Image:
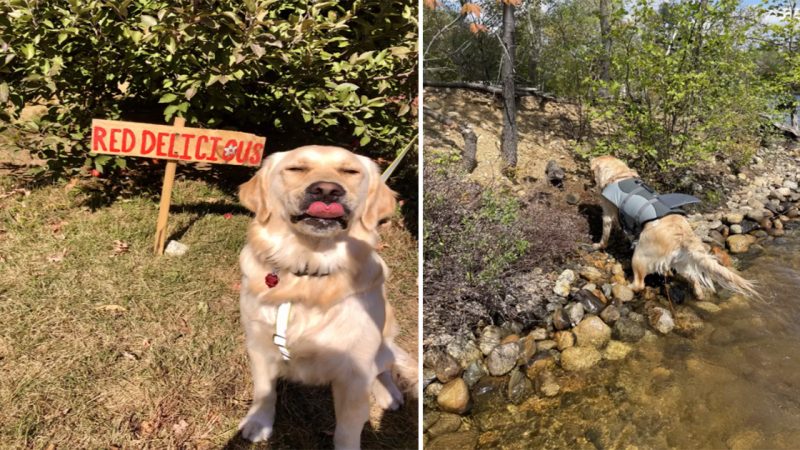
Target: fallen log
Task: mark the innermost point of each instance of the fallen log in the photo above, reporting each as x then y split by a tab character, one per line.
495	90
787	130
470	138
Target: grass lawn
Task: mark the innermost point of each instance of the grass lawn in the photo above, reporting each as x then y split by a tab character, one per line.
104	345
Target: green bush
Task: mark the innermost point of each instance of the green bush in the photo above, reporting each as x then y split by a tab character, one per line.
689	88
342	72
478	240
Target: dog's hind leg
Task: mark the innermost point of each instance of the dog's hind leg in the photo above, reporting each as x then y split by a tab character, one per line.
639	265
385	391
351	405
609	213
257	424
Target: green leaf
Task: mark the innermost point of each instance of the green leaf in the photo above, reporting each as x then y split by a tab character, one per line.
167	98
346	87
148	21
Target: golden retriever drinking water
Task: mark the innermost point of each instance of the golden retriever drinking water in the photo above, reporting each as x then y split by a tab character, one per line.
312	297
666	241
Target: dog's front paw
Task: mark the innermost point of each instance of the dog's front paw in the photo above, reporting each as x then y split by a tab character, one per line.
257	426
387	396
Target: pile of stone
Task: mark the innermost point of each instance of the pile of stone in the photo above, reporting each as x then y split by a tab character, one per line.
593	316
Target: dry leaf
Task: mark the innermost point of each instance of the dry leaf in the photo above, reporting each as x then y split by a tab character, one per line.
58	257
114	308
146	428
180	427
72	183
24	192
55	227
120	247
471	8
476	28
130	355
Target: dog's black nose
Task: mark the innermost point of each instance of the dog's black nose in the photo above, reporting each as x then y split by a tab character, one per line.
326	189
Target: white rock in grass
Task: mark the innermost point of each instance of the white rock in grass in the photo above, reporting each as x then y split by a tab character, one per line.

------------------------------------

What the task asks → Among the lines above, find the one with "the dog's front" and the one with "Target: dry leaf". Quote both and everything between them, exactly.

Result of the task →
Task: mark the innermost point of each instance of the dog's front paw in the photo above, reporting each as x then y split by a tab character, one per line.
257	426
387	396
Target: pile of stone
Task: mark the innermost point of each instance of the pile of stone in the photo above, reporting each as x then y split by a tab character, one per line.
593	316
Target: dry leaf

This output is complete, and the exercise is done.